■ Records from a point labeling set
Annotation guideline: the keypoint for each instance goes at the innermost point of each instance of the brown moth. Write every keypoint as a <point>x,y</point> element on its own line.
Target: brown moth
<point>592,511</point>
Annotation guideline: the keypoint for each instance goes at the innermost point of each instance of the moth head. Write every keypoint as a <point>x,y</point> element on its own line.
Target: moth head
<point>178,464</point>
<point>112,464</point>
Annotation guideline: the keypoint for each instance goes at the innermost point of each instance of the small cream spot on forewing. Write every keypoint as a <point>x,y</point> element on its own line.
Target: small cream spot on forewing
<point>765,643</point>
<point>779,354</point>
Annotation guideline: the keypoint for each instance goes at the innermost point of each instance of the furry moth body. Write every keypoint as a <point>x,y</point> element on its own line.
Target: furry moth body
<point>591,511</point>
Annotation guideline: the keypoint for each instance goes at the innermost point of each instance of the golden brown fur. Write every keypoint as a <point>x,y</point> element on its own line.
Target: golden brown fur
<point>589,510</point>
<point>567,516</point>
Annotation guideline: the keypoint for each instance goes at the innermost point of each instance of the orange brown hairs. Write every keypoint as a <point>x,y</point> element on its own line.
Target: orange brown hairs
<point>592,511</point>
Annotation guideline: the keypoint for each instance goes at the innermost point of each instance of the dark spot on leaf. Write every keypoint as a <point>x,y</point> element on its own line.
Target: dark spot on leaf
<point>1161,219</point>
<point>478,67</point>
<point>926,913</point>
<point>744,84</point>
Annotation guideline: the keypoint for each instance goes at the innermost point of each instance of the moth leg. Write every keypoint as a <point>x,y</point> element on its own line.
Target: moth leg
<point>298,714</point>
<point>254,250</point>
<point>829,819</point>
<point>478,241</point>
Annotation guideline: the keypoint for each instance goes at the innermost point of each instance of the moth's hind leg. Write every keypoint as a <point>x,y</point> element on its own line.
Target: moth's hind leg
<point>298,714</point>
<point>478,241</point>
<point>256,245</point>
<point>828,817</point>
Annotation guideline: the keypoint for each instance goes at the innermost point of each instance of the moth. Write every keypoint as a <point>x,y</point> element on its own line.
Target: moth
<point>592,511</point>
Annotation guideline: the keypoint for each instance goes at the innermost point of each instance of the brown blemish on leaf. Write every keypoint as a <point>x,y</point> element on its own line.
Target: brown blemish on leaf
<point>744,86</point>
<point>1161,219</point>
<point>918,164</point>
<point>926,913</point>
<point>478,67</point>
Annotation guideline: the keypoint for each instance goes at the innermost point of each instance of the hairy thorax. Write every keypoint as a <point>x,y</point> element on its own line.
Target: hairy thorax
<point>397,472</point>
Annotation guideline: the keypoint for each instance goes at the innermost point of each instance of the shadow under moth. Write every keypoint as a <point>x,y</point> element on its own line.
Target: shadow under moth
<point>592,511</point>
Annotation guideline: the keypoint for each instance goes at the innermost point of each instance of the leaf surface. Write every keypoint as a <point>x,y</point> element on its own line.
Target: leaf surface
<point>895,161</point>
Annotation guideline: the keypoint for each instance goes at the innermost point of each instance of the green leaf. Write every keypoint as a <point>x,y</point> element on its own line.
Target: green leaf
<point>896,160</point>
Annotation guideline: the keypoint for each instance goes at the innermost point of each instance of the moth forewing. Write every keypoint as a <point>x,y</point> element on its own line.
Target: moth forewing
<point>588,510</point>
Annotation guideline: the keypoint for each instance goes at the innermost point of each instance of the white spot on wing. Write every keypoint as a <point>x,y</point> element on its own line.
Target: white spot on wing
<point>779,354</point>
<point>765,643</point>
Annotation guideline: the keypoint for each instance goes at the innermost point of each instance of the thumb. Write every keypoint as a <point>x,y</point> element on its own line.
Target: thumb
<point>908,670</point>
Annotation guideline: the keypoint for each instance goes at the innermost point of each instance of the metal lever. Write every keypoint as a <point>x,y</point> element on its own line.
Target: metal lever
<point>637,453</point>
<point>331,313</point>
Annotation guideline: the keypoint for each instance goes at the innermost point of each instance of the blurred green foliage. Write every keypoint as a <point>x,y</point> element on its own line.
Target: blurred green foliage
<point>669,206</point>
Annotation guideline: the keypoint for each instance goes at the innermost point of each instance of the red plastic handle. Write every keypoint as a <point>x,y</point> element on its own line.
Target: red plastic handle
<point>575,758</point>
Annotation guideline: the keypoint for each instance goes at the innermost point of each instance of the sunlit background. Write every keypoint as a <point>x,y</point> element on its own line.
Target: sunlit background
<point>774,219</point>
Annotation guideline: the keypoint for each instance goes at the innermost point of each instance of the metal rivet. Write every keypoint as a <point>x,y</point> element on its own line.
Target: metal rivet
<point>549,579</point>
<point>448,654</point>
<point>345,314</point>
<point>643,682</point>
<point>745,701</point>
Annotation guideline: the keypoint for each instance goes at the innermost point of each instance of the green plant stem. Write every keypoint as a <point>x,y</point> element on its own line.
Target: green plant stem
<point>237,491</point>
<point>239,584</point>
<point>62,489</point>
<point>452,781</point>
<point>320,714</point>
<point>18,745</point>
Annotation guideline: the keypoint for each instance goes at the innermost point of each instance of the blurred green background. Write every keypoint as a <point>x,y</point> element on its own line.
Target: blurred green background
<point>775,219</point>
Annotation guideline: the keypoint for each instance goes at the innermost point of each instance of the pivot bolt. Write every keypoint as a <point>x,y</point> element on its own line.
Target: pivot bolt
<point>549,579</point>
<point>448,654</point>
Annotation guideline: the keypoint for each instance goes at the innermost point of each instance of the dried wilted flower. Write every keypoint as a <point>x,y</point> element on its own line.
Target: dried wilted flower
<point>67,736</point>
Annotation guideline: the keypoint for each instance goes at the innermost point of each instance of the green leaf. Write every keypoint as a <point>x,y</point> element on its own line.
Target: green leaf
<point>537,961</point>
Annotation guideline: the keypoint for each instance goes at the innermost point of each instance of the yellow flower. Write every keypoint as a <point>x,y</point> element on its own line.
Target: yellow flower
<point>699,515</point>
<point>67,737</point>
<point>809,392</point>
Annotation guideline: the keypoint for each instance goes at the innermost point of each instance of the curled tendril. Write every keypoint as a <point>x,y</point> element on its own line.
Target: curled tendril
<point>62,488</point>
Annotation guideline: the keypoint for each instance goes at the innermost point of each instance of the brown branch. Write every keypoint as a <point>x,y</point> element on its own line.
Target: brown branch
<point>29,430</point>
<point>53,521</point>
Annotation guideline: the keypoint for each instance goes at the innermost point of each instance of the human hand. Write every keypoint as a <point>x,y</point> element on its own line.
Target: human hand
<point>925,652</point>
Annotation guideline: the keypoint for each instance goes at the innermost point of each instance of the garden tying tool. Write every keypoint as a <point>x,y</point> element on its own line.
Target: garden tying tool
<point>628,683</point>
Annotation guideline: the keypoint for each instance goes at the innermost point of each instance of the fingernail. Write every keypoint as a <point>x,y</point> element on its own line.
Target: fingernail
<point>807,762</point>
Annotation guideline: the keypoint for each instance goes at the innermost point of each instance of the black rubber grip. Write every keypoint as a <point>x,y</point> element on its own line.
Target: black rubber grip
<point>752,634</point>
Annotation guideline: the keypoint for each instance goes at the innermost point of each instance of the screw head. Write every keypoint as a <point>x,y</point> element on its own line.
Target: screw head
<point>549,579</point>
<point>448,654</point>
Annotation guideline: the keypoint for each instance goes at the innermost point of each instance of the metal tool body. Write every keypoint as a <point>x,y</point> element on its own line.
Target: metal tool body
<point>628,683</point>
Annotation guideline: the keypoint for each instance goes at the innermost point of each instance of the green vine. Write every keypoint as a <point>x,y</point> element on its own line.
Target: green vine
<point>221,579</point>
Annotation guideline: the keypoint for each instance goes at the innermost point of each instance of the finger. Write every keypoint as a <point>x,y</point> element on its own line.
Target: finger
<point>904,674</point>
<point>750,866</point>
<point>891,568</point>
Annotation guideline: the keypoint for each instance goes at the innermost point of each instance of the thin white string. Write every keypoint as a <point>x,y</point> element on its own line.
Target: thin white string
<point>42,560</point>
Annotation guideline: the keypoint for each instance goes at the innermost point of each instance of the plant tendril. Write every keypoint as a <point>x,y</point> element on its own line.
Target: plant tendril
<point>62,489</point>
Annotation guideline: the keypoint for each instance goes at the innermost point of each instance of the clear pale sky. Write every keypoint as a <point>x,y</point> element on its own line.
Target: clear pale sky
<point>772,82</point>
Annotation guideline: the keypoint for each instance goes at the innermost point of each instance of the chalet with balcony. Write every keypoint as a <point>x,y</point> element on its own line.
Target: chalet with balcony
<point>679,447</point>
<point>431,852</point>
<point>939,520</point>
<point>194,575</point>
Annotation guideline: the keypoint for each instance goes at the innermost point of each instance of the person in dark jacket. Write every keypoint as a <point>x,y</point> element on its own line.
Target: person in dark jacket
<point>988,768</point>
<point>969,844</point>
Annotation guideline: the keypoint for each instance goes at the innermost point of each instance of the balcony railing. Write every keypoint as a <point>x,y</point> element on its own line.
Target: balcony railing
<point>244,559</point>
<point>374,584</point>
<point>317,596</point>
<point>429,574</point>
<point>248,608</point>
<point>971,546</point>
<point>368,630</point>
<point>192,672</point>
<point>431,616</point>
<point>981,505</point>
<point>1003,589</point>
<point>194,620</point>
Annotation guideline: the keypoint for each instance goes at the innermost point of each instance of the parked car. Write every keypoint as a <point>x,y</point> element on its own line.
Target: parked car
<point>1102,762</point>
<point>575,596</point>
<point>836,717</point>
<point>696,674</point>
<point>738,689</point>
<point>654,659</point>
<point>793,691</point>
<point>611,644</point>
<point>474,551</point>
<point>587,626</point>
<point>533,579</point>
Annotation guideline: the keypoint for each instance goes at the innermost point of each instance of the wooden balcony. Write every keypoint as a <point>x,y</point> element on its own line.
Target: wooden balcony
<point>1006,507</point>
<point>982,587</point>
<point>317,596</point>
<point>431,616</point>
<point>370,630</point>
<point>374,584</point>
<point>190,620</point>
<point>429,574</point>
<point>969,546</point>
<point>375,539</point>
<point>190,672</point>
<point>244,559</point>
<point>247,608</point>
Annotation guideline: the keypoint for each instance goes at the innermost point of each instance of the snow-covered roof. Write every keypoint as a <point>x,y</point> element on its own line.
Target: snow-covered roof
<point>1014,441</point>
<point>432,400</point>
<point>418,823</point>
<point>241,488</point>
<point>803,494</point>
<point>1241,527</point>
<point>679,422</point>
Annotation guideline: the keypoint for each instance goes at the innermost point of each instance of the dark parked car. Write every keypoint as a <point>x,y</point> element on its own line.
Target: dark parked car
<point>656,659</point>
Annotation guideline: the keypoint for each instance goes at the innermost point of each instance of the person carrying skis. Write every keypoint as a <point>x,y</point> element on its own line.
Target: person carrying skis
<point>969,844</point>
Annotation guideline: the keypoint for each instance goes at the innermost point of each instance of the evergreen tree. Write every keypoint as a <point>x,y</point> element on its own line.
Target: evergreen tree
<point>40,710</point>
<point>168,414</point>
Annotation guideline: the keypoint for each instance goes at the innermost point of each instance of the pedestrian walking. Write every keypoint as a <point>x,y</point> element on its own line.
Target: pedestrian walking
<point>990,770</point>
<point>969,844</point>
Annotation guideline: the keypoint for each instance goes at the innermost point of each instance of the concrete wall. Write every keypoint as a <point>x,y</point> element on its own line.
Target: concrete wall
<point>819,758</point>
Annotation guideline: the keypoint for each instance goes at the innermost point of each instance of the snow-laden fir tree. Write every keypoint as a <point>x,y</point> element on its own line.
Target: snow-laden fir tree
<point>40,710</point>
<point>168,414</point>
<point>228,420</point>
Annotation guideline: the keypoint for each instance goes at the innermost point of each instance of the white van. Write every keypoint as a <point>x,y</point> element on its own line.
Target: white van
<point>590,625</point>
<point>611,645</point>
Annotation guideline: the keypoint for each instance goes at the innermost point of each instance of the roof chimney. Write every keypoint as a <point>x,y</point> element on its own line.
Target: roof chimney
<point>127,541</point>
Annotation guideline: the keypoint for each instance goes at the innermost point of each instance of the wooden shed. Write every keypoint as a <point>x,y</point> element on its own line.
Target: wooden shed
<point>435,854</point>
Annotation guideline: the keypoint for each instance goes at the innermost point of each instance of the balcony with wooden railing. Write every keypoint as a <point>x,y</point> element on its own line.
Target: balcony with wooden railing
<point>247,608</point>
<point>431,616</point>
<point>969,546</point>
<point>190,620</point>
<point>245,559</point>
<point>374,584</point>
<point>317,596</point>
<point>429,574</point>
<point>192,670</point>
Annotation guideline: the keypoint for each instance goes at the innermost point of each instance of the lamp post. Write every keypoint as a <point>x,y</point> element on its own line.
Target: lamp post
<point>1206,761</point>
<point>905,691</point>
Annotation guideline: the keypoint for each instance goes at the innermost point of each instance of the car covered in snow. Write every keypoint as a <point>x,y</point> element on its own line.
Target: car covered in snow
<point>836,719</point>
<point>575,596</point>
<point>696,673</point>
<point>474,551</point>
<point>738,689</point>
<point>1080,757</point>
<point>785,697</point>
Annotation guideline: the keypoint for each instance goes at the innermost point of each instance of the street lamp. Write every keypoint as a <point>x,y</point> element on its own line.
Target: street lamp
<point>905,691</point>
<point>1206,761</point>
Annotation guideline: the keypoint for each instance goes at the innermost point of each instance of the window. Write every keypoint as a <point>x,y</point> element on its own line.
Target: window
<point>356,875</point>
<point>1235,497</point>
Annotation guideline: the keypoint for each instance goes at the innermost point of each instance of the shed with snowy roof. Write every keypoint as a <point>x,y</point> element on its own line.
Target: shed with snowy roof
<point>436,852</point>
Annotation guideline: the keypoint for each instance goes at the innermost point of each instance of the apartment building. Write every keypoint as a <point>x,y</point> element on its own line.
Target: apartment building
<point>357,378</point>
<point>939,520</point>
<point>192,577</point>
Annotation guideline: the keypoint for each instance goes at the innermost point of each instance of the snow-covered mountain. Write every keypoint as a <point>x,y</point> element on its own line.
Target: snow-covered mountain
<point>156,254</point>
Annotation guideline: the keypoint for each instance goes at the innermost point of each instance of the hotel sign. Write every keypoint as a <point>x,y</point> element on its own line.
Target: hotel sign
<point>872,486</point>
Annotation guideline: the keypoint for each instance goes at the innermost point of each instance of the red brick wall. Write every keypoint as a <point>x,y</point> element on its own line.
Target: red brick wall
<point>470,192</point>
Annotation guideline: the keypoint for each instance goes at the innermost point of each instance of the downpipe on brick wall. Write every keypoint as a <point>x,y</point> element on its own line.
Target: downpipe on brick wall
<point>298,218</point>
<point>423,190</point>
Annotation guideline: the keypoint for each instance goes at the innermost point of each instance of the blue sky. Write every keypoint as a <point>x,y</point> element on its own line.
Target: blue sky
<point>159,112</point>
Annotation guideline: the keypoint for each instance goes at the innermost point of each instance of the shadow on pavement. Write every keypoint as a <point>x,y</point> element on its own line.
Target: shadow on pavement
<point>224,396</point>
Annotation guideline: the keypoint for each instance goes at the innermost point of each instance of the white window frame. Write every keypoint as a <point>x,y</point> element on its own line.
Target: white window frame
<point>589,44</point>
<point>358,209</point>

■ Problem description
Copy out word for word the part of the records that begins with the line containing "the snow-covered mountain." and runs through the end of the records, including both ends.

■ Answer
Annotation guideline: the keypoint for each instance goes at the innermost point of each instance of the snow-covered mountain. Write every keypoint as a <point>x,y</point> element on its own line.
Target: snow-covered mountain
<point>156,254</point>
Annotation guideline: the keypoint for each instance goes at the innermost point of each instance of the hotel sign. Write every keypoint as a <point>x,y</point> element on its own line.
Target: hotel sign
<point>872,486</point>
Annotation guideline: the keypoint for each instance goes at the innermost point of each instance of the red brick wall. Write every keypoint as a <point>x,y</point> element on its own line.
Target: red brick wall
<point>470,192</point>
Annotation guideline: the keypoint for each instance goes at the innermost point of each instance of the downpipe on brick wall. Write every keypoint as a <point>x,y</point> element on its own line.
Target: downpipe on brick wall
<point>298,218</point>
<point>423,190</point>
Annotation guideline: the keypoint for each instance goes at the innermost point of each instance of the blue sky. Write every keypoint as a <point>x,y</point> element on its own line.
Target: blue sky
<point>159,112</point>
Annotation guideline: the keypoint for each instance goes at the innermost point of each instance of the shadow on pavement. Write every keypoint as a <point>x,y</point> element on its own line.
Target: shadow on pavement
<point>224,396</point>
Annotation guideline: the keypoint for each instance goes at the innermost point of each instance of the white window frame. Write every keypoint as a <point>x,y</point> element on its own line.
Target: white window frame
<point>589,44</point>
<point>358,209</point>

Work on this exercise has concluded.